In the text about police spraying neighborhoods in East Jerusalem, how many schools in At-Tur does Khader Abu Sabitan say the police sprayed?

■ **PASSAGE PROVIDED**
┌──
The result of the police hosing down neighborhoods, elementary schools and protesters with the mix is a putrid smell that seems almost impossible to get off or be around without inducing nausea. As a result, thousands of East Jerusalem children have been forced to stay home from school.

In the neighborhood of At-Tur (The Mount of Olives), police hosed down local elementary schools at 5:30 p.m., according to Khader Abu Sabitan, a member of the parents’ committee. He told 972mag that he “was on the road and saw them pass with their machine, and saw how they began shooting water at the school. I’m telling you – there was nothing there. It is Friday at 5:30 in the evening, and there was no one in the school or on the streets. Nothing. Everyone was home. They went to all four schools in the neighborhood, shot the water, and left.”

A similar video was taken in the neighborhood of Jabel Mukaber:

The putrid mix has also been used to disperse protesters in areas like Kafr Kanna, where activists took to the street to speak out agains the Israeli police shooting an killing a man from their village.

While the world mourns the tragic deaths of Israeli worshippers in Jerusalem from the recent axe attack terrorism anecdote, the mainstream media seems unwilling to look at the systematic acts of oppression from the State of Israel, which punish entire populations – especially children – on a policy level.

When a criminal or terrorist act is committed, it is to be denounced. But when acts of terrorism and intimidation are carried out by the police with the backing of the coercive force of State power, it seems odd that so little is being said about it.
└──
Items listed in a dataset
┌──
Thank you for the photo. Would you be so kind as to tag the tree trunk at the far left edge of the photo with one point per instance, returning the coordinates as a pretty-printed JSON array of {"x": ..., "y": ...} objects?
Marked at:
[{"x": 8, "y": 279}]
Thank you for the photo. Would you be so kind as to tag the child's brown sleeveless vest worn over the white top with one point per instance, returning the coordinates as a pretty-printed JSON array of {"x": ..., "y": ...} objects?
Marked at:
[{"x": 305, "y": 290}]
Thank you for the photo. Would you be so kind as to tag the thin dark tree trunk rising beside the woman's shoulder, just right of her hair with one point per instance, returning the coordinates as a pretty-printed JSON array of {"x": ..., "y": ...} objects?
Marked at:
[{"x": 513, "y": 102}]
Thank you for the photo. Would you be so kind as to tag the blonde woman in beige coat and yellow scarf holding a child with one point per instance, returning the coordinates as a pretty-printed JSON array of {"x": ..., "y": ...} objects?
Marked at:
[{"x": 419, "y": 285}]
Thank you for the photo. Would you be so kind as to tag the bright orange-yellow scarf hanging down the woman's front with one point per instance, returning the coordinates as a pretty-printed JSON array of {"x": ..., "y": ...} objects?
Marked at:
└──
■ **EXPECTED ANSWER**
All four schools in the neighborhood.